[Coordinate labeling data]
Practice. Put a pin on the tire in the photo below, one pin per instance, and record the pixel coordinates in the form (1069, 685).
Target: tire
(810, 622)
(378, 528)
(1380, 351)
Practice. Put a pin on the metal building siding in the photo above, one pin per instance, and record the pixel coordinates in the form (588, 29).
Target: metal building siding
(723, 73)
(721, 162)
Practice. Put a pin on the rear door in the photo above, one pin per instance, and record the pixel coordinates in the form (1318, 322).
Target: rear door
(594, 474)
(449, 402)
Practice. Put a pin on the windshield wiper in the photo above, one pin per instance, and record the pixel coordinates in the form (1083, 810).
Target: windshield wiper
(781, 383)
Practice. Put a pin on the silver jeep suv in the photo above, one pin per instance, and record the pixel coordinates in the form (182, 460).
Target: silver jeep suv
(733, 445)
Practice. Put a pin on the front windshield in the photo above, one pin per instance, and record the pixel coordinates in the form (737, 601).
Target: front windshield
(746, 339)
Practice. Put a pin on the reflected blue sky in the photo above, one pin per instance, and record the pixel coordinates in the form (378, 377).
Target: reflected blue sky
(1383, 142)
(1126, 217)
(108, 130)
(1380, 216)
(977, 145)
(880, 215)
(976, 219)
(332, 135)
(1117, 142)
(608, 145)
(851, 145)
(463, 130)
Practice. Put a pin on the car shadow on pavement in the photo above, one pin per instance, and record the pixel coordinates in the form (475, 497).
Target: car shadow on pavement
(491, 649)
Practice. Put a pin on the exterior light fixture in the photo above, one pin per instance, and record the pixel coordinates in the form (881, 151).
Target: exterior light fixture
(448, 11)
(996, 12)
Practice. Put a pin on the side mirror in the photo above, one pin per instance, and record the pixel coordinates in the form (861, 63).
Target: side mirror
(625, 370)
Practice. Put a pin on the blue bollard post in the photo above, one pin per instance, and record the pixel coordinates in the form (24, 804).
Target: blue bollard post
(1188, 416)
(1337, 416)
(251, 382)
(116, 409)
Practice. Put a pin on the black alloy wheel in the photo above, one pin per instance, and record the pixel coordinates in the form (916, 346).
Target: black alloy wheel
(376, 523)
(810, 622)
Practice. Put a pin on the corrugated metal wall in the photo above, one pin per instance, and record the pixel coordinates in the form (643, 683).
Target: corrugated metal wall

TASK DETAILS
Repeat all of the material above with "marker" substituted for each "pin", leaving everything else the same.

PROBLEM SOLUTION
Practice. Put a marker on the tire in the photo below, one marker per instance, and record the pixel coordinates in the form (1069, 685).
Target: tire
(810, 622)
(378, 528)
(1380, 351)
Practice. Put a marker on the metal building siding in the photo above, one marker per instance, and record the pixel coordinates in the form (588, 29).
Target: metal building siding
(723, 73)
(721, 162)
Practice. Put a marker on the rear door in the photo above, one marker per instance, and record the pixel coordinates in the form (1318, 322).
Target: rear door
(594, 474)
(449, 402)
Practice. Put a marker on the windshield wiper in the photo above, one marker per instance, and record the pixel coordinates in the form (1083, 810).
Target: windshield wiper
(781, 383)
Practice. Put a marker on the silver jeep suv in the photo above, one marker per instance, and record the pixel coordinates in the form (182, 460).
Target: silver jeep suv
(733, 445)
Practice. Put a marker on the front windshield in the photo above, one marker per instance, and record the pixel coordinates in the form (737, 601).
Target: front windshield
(746, 339)
Practice. Put a marker on the reflected blue sky in the photo above, one marker per instance, and record the pixel coordinates in the form (378, 377).
Target: reflected blue sky
(1383, 142)
(1126, 217)
(108, 130)
(1380, 216)
(977, 145)
(880, 215)
(976, 219)
(332, 135)
(1117, 142)
(608, 145)
(851, 145)
(463, 130)
Practice. Put a marker on the car shadow on pavement in the photo above, one marker per instance, and record the pixel coordinates in the form (475, 497).
Target: car shadow on pavement
(491, 649)
Practice. Put a marker on the exterior light fixture in the photo above, one marker per instance, and record the pixel coordinates in the form (881, 151).
Target: exterior light fixture
(448, 11)
(996, 12)
Practice. Put a marker on the side mirror in the photo above, one marker per instance, and record the pixel coordinates in the form (861, 63).
Target: side mirror
(625, 370)
Practice. Put a marker on the blue bollard post in the photo above, one marker per instance, and record the pixel coordinates in the form (24, 804).
Target: blue bollard post
(1188, 416)
(1337, 416)
(251, 382)
(116, 409)
Practice. Put a marker on the black alloy wheel in the photo above, one marker per instance, and record the pixel coordinates in the form (916, 346).
Target: black alloy wheel
(376, 523)
(810, 622)
Practice. Put a marker on the corrugated metal wall in the photo above, one marker per instance, and record the pixel coordinates in the form (643, 683).
Target: corrugated metal wall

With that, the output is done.